Write the line that includes "Where can the ständehaus" and all subsequent lines, exactly as written, and nothing more.
## BEGIN Dataset content
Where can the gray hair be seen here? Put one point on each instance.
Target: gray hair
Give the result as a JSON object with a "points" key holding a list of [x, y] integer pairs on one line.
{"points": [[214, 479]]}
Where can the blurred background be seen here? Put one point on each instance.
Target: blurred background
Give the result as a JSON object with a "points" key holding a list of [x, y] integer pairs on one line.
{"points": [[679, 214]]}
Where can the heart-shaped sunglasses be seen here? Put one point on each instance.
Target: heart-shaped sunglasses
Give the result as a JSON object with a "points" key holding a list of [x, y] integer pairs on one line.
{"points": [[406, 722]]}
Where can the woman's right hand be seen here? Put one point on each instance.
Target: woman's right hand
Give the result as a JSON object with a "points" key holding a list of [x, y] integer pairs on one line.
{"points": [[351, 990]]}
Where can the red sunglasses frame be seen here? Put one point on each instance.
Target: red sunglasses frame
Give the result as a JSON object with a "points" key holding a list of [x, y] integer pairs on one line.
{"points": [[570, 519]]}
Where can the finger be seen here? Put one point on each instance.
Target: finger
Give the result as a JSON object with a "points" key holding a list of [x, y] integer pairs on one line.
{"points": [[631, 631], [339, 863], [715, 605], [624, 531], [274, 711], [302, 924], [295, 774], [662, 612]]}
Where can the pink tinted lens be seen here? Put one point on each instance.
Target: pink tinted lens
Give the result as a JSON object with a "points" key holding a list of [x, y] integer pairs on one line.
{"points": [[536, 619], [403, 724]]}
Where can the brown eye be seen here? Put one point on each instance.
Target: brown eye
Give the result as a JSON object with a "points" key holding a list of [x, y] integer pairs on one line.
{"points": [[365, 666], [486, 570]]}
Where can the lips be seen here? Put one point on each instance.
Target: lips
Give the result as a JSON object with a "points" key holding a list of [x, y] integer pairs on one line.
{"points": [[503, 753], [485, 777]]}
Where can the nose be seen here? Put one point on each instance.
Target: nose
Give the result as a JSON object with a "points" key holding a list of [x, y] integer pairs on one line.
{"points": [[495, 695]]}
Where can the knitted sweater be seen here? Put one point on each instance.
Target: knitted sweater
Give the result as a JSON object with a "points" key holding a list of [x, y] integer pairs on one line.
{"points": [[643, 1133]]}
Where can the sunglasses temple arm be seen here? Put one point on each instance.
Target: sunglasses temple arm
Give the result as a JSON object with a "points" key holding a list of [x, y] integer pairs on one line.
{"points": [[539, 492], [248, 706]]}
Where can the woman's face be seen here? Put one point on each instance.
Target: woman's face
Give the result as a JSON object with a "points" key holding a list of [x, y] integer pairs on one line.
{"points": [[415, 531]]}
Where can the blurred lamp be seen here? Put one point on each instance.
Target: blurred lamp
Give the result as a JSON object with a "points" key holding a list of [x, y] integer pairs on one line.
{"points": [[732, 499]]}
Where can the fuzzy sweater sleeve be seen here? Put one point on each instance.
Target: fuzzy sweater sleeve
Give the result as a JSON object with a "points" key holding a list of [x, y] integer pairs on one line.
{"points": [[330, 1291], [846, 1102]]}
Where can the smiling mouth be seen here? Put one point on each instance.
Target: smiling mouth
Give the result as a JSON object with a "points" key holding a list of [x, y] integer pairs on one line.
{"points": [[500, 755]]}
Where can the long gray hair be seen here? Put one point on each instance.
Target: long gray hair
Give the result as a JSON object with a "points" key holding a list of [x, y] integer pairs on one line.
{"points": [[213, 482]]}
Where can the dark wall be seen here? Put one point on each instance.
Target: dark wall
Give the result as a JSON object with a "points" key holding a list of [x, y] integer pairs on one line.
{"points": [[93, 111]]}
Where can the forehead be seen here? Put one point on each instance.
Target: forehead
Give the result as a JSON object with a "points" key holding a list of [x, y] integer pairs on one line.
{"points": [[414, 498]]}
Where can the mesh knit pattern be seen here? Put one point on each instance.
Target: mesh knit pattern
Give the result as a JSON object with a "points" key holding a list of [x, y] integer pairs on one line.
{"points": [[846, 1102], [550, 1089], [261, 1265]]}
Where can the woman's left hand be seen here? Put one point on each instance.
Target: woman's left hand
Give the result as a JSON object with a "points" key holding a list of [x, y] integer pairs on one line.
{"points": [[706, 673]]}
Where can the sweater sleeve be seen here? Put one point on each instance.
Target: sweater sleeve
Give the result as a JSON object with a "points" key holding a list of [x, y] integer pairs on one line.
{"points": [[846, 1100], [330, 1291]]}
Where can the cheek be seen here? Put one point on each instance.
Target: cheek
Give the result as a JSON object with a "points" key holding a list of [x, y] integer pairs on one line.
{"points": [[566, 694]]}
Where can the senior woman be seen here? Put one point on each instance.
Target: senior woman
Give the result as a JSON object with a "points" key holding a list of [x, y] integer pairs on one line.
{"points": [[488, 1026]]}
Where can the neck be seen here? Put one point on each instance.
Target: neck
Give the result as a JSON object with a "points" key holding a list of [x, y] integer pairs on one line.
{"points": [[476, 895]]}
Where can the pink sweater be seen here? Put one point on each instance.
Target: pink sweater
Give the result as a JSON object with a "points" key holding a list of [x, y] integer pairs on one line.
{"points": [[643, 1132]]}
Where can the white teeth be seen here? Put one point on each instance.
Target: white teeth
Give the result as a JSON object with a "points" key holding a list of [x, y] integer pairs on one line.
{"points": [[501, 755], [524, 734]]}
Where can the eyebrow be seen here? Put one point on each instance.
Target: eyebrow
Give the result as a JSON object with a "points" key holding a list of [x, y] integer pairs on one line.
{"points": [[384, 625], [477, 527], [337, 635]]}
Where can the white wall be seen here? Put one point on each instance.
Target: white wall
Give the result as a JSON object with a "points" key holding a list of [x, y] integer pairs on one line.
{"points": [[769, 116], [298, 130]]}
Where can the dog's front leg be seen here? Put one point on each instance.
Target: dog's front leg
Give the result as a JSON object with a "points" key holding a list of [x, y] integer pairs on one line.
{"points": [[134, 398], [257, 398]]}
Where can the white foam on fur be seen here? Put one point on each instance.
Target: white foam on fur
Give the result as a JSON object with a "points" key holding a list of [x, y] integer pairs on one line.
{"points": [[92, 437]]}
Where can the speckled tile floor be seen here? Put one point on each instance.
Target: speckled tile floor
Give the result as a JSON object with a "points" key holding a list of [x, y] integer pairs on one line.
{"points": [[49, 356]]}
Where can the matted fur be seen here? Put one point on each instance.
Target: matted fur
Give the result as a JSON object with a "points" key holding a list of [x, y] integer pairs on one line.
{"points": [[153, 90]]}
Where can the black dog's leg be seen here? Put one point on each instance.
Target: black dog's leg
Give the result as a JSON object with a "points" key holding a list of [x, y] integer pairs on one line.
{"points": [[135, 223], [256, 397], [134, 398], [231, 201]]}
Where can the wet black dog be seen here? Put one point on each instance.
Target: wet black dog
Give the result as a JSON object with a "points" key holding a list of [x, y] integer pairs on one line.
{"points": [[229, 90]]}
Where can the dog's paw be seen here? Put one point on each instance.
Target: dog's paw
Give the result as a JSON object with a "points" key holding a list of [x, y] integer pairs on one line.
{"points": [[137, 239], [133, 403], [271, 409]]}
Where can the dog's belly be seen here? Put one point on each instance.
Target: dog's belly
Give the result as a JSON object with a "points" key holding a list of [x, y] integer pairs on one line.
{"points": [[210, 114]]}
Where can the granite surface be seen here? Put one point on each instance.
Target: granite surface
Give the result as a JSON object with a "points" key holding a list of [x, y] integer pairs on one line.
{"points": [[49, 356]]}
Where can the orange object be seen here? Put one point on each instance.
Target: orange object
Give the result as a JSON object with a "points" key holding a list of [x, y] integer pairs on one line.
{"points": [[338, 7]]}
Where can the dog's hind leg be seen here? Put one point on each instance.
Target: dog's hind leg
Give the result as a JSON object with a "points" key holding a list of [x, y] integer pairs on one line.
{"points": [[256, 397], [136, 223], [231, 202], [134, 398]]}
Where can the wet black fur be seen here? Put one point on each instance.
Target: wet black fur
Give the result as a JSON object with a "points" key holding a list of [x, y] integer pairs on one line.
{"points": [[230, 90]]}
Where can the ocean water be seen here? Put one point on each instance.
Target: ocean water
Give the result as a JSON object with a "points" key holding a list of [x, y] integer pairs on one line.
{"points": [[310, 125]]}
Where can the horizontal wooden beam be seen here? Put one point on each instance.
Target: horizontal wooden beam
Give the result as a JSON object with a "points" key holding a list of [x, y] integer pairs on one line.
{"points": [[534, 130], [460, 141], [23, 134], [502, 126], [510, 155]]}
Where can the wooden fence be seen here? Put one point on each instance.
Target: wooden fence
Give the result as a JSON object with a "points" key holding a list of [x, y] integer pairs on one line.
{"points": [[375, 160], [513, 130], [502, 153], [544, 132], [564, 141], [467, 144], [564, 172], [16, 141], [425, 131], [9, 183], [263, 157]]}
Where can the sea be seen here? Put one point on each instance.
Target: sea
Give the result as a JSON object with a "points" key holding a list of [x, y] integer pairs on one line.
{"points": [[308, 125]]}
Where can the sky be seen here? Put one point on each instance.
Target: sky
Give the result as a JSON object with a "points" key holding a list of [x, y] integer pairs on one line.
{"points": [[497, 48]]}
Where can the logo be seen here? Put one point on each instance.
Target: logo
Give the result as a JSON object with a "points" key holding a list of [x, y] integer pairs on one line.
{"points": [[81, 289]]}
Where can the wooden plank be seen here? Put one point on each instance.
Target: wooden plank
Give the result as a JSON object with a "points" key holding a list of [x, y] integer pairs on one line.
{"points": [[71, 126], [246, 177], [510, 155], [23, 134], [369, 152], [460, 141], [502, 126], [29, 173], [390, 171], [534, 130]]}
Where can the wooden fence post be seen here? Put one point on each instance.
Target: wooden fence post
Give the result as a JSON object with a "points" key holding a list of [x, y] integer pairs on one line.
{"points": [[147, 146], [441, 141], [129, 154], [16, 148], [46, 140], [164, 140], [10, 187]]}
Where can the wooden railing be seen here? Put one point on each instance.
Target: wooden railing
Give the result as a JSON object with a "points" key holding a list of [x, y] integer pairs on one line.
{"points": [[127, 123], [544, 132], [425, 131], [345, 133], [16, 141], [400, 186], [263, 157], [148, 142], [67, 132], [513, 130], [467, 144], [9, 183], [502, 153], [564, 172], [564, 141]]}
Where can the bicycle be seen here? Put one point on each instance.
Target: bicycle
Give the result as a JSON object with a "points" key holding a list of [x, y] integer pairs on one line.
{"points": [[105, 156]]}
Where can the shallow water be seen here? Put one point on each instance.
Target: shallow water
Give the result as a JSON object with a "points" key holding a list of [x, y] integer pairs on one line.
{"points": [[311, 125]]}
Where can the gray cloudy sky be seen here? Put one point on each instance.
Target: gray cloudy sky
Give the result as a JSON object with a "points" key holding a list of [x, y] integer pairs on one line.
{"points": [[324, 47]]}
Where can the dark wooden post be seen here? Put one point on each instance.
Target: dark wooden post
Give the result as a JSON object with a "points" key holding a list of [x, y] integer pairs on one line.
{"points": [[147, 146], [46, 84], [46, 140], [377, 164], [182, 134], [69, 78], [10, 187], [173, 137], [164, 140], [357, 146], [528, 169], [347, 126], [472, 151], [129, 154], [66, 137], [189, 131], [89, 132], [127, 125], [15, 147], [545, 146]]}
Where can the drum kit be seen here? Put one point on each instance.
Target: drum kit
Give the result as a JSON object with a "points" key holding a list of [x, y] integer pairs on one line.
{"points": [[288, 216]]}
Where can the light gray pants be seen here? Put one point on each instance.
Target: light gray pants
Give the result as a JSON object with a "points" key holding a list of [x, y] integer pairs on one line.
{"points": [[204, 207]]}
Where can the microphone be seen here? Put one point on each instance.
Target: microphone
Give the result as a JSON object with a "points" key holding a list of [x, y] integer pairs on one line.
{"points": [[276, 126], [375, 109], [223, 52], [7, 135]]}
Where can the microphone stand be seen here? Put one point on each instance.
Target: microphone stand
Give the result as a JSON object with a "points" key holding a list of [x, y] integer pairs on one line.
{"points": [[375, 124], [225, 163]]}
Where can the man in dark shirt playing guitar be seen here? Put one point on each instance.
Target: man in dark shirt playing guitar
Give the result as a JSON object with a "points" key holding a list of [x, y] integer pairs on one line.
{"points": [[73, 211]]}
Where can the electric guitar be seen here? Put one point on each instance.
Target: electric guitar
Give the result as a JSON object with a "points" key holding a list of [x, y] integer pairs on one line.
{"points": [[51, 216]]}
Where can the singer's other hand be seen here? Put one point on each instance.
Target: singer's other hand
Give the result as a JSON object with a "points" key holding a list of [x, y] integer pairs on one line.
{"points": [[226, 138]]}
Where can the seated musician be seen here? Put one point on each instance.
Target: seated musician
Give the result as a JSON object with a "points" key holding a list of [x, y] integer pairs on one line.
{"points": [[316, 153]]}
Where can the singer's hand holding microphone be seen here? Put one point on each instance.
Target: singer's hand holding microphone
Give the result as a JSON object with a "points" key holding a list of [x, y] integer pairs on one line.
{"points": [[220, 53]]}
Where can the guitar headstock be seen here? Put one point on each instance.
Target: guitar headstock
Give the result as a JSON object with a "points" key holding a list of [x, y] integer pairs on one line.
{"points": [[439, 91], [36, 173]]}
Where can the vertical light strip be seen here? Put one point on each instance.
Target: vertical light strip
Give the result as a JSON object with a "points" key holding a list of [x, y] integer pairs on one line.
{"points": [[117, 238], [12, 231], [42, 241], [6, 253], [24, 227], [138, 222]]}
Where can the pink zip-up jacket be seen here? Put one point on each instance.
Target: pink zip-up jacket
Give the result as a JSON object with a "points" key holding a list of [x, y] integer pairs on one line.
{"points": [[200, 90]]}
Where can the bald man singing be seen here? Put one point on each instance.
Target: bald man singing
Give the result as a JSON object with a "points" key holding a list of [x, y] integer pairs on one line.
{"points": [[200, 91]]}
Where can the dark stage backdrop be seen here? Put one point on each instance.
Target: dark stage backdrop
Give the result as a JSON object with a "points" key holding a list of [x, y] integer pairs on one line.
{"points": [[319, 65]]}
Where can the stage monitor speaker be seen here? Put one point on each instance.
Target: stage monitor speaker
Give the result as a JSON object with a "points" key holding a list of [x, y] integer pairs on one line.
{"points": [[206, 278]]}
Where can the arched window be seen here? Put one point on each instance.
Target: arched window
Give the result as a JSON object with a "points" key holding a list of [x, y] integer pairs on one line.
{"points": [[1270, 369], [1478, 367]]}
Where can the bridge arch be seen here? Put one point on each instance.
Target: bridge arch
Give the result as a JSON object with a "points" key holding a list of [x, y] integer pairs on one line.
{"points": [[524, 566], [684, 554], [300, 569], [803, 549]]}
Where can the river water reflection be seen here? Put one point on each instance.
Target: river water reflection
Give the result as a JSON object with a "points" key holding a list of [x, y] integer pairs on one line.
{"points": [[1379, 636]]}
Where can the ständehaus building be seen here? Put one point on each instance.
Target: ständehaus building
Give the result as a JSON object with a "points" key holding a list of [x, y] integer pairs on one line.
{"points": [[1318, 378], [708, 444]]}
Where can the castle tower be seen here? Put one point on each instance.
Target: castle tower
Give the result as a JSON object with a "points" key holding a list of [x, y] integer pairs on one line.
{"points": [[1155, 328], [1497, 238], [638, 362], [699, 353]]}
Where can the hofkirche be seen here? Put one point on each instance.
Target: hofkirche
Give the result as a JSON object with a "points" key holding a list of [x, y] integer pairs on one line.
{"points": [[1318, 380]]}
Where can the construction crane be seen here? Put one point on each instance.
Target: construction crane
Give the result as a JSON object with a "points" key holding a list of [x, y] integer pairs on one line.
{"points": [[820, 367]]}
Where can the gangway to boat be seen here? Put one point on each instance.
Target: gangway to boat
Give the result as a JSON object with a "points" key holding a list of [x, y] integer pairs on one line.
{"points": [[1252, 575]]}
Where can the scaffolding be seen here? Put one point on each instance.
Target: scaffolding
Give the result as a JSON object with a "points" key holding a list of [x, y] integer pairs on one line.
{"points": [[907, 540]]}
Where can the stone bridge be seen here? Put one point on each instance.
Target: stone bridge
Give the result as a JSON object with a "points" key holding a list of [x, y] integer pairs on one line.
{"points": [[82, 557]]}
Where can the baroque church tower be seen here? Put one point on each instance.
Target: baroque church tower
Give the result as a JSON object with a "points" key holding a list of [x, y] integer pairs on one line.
## END Dataset content
* _Answer to the task_:
Where can the ständehaus building be seen here? Put one point on each instance.
Target: ständehaus building
Give the result as a JSON object with a "points" key holding a list of [x, y] integer pairs on one line.
{"points": [[1318, 378], [708, 444]]}
Where can the castle tower be seen here? Put one point on each instance.
Target: castle tower
Give the result as a JSON object with a "points" key holding a list of [x, y] integer pairs on one line.
{"points": [[1155, 328], [1497, 238], [638, 362], [699, 353]]}
Where can the hofkirche be seen here? Put one point on each instance.
Target: hofkirche
Give the result as a JSON object with a "points" key holding a list of [x, y] integer pairs on one line.
{"points": [[1318, 380]]}
Where can the construction crane be seen here? Put one point on each instance.
Target: construction crane
Give the result as a JSON object with a "points" key holding a list of [x, y] integer pairs on one line.
{"points": [[820, 367]]}
Where can the gangway to boat be seen here? Put one point on each instance.
Target: gangway to boat
Give the result as a JSON object with a "points" key holding a list of [x, y] integer pairs on one line.
{"points": [[1252, 575]]}
Where can the scaffolding be seen here? Put one point on each instance.
Target: scaffolding
Give the result as a JSON object with a "points" key holding a list of [x, y] integer pairs on one line.
{"points": [[907, 540]]}
Where can the stone bridge be seen here? Put one point on each instance.
Target: stone bridge
Give the result as a JSON object with a "points" key holding a list of [x, y] integer pairs on one line.
{"points": [[82, 557]]}
Where can the baroque church tower be seen here? Put one point on each instance.
Target: baroque church tower
Give the result as a JSON object with a "points" key holding a list of [x, y] integer pairs on one line.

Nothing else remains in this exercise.